EXERCISE INSTRUCTIONS:
Show every line in the records below that contains the word "blue", copying each such line in full.

## Begin

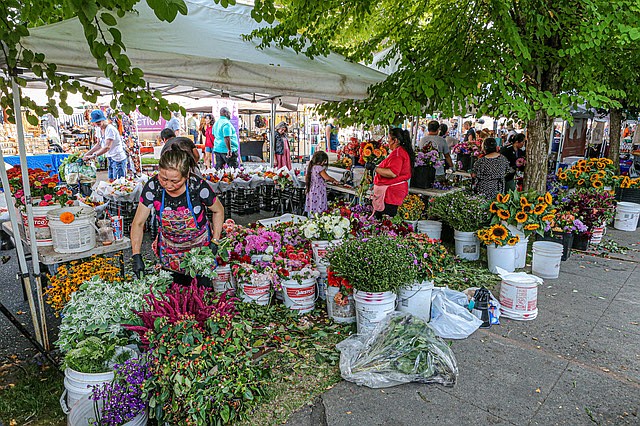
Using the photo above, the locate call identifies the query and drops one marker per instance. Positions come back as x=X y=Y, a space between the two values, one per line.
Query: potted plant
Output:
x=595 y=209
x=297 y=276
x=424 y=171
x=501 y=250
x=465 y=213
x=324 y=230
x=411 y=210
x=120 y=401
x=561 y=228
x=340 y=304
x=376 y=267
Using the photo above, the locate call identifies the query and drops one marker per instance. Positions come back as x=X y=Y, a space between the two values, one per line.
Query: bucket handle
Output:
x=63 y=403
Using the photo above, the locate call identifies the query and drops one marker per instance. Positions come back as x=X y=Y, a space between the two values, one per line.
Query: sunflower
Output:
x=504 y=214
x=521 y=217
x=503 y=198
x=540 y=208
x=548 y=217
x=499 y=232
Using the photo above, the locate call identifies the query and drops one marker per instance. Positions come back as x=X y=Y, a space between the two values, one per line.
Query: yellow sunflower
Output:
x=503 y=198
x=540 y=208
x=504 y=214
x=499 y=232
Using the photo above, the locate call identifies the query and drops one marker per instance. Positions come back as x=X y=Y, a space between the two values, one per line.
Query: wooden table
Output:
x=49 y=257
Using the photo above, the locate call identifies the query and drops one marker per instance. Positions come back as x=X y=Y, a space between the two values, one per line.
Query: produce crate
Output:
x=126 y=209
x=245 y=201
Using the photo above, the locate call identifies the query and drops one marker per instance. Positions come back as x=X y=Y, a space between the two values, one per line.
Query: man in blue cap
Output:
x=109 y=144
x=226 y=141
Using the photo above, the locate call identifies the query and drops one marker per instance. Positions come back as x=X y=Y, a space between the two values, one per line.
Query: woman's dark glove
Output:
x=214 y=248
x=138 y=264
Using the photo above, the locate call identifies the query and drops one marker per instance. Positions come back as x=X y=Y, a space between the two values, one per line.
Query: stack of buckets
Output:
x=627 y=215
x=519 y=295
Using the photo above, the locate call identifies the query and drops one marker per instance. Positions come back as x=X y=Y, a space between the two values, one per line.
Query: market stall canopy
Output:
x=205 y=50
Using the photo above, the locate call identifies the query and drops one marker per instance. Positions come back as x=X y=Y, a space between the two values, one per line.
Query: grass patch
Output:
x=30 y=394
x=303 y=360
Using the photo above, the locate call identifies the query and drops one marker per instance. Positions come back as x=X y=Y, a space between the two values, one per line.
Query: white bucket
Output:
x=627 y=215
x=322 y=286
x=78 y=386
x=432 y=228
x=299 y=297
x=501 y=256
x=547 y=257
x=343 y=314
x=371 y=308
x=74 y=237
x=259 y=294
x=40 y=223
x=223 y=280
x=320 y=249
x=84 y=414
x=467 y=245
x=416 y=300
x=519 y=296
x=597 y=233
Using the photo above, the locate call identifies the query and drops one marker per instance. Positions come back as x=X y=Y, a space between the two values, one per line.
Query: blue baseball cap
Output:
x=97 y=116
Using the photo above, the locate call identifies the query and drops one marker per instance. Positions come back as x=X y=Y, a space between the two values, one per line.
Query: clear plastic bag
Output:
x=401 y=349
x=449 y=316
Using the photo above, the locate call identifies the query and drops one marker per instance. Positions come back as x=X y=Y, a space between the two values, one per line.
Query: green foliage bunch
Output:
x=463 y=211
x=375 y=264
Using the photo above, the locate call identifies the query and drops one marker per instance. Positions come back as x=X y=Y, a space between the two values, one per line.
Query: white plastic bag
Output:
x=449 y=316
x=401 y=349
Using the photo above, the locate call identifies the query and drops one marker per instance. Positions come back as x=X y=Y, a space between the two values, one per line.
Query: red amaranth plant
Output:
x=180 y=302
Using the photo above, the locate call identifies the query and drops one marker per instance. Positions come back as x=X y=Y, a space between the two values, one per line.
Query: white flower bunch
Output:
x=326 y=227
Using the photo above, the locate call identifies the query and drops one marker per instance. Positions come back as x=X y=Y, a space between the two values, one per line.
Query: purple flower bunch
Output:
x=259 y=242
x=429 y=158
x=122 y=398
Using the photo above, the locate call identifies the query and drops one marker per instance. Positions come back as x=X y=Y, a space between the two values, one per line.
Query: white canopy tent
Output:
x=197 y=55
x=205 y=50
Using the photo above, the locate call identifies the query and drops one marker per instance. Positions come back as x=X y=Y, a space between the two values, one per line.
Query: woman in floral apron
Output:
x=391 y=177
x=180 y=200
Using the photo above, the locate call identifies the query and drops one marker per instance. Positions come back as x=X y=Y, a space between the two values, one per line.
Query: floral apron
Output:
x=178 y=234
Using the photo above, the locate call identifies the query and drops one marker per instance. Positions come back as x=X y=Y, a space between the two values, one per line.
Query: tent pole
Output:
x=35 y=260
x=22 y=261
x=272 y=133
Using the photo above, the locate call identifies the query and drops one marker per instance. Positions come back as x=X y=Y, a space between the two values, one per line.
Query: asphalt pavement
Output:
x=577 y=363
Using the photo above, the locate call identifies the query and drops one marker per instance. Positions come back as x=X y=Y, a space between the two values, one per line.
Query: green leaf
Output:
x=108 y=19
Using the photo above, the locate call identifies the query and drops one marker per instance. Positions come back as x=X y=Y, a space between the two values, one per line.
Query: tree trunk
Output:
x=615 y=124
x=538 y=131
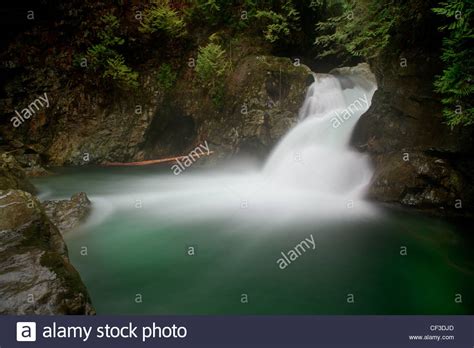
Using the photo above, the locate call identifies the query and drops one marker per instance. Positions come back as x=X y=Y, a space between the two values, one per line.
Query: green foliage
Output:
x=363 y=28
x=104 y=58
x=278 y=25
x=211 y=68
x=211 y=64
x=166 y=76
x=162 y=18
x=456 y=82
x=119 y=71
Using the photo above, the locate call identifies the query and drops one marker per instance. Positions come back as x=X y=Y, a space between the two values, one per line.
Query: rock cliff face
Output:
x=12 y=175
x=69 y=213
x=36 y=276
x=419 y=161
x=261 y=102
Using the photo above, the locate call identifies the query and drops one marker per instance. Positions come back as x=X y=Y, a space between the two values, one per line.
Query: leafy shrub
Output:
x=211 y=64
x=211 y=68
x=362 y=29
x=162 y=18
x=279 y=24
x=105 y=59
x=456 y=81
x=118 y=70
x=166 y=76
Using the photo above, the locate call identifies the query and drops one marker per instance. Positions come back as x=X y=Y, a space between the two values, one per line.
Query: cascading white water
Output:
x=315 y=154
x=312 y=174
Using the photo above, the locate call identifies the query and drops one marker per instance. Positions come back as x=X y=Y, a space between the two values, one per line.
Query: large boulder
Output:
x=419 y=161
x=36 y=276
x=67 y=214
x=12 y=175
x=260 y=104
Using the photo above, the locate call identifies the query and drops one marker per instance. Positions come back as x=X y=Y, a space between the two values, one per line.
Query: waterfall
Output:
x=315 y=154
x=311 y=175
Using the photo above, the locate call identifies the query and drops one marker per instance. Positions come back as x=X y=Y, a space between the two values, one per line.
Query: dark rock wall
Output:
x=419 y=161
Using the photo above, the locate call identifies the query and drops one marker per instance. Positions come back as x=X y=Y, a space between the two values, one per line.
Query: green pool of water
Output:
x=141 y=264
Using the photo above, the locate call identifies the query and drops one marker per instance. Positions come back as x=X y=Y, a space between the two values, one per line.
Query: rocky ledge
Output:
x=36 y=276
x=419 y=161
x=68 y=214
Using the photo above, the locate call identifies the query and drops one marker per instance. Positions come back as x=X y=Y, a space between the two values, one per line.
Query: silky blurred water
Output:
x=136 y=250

## End
## Begin

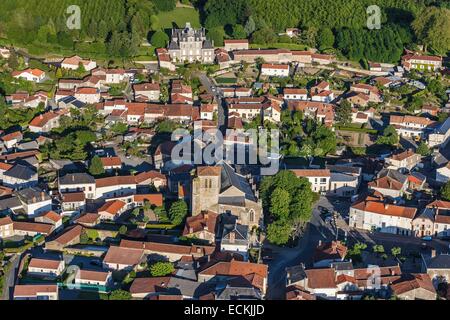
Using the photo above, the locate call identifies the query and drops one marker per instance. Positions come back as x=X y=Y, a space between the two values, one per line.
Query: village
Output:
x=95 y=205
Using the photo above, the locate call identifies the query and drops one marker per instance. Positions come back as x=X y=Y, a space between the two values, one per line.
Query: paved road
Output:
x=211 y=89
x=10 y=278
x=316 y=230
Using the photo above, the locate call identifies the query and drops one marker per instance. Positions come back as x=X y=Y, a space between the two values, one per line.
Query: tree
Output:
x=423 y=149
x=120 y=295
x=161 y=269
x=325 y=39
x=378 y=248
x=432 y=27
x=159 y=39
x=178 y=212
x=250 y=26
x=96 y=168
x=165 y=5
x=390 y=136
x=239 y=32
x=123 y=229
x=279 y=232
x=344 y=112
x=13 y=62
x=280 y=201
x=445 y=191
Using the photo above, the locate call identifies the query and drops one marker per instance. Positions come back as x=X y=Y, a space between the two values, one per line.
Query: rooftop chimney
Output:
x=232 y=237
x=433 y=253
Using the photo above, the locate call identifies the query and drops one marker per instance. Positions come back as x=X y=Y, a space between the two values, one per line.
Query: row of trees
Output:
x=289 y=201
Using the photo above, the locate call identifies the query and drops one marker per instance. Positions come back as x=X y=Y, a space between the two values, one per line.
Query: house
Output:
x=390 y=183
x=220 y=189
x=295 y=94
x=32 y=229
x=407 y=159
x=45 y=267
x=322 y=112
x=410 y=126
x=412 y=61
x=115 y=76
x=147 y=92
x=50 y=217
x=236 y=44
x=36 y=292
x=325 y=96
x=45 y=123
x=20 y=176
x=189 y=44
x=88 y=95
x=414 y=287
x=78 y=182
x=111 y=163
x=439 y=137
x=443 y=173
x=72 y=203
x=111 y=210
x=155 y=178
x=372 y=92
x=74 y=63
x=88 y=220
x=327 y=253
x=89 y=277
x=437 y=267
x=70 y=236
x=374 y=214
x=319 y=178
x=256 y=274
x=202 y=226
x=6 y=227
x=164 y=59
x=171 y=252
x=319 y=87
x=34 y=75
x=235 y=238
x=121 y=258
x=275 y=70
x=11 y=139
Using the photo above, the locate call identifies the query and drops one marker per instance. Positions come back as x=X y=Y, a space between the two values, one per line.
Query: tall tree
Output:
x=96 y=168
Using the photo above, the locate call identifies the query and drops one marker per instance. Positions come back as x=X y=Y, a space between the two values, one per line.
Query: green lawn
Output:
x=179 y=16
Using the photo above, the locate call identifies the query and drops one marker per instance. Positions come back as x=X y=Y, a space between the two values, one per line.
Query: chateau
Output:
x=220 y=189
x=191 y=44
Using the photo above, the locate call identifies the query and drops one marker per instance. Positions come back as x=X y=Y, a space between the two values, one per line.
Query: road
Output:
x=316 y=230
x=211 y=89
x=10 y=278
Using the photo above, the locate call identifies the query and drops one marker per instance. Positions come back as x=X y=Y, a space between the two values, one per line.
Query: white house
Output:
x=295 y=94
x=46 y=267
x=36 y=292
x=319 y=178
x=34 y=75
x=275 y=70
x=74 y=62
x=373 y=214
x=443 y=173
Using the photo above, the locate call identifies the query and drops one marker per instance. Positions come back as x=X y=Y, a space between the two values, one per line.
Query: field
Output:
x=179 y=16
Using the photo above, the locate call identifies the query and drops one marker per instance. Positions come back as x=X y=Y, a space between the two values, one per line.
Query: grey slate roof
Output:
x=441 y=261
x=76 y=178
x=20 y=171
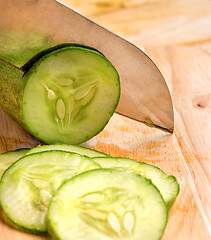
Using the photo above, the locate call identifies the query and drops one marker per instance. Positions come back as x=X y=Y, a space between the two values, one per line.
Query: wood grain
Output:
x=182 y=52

## End

TASK OUTPUT:
Query: man in blue cap
Query: blue baseball cap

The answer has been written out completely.